* [Data supplied]:

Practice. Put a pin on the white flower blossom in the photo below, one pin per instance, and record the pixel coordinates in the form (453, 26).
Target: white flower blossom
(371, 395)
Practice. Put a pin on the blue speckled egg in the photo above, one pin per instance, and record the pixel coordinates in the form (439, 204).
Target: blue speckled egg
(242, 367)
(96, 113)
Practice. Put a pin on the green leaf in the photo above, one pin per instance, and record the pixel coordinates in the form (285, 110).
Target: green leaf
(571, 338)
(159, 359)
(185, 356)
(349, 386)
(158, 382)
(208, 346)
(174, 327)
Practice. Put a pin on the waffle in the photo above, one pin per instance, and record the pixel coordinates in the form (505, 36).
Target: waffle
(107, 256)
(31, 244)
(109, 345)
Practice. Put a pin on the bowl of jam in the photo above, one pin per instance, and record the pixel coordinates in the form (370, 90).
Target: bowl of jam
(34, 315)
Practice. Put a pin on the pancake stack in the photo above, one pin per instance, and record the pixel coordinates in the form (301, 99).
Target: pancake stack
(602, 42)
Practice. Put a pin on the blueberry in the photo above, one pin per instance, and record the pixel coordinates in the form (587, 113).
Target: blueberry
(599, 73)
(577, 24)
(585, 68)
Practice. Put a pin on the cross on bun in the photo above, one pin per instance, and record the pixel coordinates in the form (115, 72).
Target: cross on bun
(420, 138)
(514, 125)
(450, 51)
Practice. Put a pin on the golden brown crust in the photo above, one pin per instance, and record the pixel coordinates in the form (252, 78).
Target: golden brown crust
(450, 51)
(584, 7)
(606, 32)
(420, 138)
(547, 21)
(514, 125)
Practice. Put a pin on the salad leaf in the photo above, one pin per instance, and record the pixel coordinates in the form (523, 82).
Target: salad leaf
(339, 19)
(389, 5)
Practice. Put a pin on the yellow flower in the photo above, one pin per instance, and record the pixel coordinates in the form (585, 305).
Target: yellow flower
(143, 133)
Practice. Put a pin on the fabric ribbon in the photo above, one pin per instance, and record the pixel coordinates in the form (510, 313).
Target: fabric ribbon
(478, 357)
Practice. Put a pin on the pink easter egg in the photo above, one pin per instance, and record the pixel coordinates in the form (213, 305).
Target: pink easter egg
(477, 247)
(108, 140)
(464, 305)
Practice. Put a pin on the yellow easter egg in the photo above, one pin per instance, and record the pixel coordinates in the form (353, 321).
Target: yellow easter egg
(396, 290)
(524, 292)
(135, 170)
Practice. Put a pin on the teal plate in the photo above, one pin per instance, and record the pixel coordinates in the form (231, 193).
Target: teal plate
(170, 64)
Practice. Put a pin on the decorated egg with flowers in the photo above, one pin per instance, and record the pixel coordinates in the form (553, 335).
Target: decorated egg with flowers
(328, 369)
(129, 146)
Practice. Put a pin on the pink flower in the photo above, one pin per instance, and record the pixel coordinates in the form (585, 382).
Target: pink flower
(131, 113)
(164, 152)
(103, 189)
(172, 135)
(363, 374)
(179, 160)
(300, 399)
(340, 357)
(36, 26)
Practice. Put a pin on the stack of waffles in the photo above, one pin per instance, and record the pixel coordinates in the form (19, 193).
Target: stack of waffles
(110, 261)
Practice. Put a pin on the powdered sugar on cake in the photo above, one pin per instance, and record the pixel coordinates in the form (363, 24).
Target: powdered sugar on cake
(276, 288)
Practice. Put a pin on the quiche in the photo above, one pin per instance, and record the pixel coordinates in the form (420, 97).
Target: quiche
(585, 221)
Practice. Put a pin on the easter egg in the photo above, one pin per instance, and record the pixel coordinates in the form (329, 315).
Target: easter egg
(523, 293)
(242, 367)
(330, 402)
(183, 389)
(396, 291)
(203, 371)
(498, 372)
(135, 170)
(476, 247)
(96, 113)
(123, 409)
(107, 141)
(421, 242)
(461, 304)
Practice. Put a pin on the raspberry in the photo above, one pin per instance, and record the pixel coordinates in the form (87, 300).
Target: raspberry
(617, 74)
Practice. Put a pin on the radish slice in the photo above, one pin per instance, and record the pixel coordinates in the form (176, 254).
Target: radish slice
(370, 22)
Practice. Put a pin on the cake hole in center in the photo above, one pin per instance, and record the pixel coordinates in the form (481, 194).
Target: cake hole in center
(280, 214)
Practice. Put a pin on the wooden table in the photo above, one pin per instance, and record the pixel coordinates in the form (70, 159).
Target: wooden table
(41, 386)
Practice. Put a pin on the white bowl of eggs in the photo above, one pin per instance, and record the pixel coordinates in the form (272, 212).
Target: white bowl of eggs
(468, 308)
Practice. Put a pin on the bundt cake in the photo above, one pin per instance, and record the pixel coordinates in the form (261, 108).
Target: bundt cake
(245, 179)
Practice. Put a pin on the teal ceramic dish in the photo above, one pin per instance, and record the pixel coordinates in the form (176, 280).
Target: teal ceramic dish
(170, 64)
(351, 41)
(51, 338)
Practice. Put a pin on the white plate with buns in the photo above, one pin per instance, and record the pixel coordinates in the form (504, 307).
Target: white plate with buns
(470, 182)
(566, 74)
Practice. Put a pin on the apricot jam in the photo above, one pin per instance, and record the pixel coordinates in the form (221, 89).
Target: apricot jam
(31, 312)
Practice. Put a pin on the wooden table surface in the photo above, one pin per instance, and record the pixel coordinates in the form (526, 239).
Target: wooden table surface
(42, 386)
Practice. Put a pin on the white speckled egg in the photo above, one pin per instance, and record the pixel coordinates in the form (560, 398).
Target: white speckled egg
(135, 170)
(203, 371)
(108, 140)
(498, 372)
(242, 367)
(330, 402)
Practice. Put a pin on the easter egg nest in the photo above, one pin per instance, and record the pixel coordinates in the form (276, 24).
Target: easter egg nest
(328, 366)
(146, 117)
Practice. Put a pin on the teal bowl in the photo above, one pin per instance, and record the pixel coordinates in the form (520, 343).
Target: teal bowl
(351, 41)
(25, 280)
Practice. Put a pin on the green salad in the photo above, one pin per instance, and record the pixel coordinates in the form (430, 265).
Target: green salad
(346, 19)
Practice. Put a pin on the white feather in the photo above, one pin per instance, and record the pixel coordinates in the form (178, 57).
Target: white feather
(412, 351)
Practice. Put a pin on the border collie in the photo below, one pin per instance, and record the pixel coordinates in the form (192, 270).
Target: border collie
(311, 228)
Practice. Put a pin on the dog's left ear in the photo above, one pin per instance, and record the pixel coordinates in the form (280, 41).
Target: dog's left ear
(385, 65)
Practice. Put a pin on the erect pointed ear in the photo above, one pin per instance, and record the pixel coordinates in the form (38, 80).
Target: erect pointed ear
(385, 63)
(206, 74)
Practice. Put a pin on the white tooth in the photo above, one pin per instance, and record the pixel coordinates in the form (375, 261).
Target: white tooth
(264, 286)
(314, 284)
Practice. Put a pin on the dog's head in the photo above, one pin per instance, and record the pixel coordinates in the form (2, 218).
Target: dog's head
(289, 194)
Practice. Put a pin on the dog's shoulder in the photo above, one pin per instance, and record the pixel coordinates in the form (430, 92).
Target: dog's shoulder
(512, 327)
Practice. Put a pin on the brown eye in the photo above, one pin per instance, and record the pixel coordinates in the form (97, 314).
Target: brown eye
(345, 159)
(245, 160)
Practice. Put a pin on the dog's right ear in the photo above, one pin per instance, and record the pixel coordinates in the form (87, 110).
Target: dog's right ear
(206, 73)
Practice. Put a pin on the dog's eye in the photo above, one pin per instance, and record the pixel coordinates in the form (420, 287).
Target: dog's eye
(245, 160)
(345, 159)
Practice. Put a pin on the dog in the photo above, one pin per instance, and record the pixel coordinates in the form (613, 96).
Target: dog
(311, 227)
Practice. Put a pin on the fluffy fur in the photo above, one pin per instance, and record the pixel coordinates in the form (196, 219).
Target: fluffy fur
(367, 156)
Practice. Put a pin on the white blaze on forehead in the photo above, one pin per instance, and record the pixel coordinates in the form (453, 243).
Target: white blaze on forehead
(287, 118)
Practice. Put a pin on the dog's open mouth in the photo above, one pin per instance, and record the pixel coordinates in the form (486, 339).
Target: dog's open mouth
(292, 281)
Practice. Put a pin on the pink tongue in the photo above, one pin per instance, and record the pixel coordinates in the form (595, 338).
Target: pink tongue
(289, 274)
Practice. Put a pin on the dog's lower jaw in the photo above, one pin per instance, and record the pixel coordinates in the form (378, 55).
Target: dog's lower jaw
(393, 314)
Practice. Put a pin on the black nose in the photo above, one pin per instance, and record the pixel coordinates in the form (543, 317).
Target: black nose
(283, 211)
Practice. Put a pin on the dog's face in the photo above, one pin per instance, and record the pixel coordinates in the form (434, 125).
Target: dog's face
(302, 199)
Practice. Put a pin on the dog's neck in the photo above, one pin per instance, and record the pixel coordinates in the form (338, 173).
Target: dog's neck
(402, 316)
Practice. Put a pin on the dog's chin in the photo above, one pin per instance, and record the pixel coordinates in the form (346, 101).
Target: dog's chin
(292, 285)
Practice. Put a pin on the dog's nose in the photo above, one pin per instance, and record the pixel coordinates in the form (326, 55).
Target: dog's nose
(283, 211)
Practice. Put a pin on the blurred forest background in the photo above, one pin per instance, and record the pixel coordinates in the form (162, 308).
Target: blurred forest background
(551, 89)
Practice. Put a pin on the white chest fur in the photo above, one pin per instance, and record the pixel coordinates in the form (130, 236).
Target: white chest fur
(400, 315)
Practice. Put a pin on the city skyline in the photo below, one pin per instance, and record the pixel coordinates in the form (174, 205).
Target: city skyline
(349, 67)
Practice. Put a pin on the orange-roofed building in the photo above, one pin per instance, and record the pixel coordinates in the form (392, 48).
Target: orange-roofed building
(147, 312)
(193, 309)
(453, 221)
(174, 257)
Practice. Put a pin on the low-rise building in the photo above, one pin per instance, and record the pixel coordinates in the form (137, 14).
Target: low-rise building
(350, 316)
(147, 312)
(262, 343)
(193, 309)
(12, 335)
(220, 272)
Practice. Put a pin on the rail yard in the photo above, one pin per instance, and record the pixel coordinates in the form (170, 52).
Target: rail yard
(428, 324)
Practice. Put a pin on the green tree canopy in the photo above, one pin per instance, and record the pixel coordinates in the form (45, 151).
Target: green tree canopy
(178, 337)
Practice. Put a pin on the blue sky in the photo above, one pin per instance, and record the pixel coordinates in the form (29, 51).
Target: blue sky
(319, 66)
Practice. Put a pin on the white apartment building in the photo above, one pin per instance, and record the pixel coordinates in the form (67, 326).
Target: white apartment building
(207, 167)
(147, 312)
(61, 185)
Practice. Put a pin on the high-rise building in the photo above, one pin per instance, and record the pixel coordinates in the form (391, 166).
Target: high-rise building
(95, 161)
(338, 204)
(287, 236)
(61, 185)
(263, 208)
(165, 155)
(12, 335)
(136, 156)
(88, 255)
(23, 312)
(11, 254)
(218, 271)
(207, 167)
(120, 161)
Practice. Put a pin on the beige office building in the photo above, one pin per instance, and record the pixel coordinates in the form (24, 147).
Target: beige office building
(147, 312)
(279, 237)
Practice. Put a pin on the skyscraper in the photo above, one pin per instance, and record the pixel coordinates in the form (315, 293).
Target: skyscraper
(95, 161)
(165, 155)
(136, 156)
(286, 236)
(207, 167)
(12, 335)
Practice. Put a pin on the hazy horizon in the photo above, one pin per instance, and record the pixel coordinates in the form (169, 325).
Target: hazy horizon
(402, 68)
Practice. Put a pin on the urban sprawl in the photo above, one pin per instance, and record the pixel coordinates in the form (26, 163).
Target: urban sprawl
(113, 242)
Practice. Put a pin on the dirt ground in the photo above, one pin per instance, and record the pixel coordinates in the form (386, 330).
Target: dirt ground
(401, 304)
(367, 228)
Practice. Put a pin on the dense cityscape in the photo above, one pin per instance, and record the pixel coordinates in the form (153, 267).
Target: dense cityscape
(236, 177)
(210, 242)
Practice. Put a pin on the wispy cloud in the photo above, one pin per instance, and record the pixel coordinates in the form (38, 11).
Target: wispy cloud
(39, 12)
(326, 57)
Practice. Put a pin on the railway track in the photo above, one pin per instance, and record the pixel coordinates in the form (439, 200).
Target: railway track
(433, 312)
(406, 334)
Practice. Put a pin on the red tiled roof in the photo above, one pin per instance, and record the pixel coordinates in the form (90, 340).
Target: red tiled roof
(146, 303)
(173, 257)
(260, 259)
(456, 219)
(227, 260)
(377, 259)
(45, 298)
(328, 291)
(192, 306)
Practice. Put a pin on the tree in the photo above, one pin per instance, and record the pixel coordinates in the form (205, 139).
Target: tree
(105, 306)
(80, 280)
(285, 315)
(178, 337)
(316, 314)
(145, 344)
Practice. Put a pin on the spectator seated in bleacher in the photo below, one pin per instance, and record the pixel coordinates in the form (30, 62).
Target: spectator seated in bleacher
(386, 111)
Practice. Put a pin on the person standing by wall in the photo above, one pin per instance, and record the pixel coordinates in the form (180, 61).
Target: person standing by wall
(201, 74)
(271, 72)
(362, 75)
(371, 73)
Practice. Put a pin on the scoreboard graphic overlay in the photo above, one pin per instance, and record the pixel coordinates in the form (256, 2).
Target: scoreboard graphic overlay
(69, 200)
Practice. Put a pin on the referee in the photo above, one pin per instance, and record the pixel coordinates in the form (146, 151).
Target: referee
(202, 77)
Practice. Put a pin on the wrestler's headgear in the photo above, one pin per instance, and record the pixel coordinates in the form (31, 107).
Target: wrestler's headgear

* [What you are asked to do]: Output only the lines running from the line with "Practice. Put a pin on the scoreboard" through the final line of the data, inclusive.

* [Exercise response]:
Practice. Put a pin on the scoreboard graphic overlay in the photo above, one pin per instance, and record the pixel coordinates in the form (256, 2).
Target: scoreboard graphic overlay
(69, 200)
Practice. Put a pin on the referee in the photo above, one pin per instance, and record the pixel coordinates in the form (146, 151).
Target: referee
(202, 77)
Practice. Put a pin on the wrestler's headgear in the photo above, one pin per instance, and record the pixel coordinates in the form (31, 107).
Target: wrestler's headgear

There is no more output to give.